TO DO: Copy every line of the records below, requests included, and scale the pixel coordinates in the answers by 1.95, rounding each to a whole number with halves rounded up. Leave the numbers in the requests and their sample points as they are, and don't include the pictures.

** Start RECORD EXCERPTS **

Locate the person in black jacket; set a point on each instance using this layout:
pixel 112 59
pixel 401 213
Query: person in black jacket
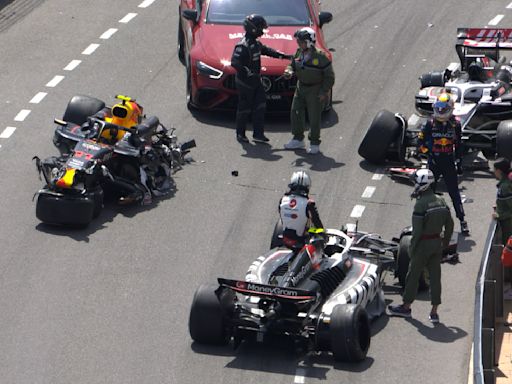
pixel 246 60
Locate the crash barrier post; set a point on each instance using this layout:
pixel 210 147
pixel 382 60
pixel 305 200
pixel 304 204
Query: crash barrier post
pixel 485 314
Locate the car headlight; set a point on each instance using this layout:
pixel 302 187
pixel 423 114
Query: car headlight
pixel 207 70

** End RECORD EXCERPTS **

TASK RESPONSE:
Locate the person in black jacket; set a point on each instance using this layout:
pixel 112 59
pixel 401 213
Query: person in black jacket
pixel 480 117
Locate the crash barrier post; set a point on each instance using this layout:
pixel 210 147
pixel 382 60
pixel 305 200
pixel 304 204
Query: crash barrier post
pixel 946 612
Locate the car headlight; set a point on each instance using this layout:
pixel 302 187
pixel 423 114
Query: car headlight
pixel 404 137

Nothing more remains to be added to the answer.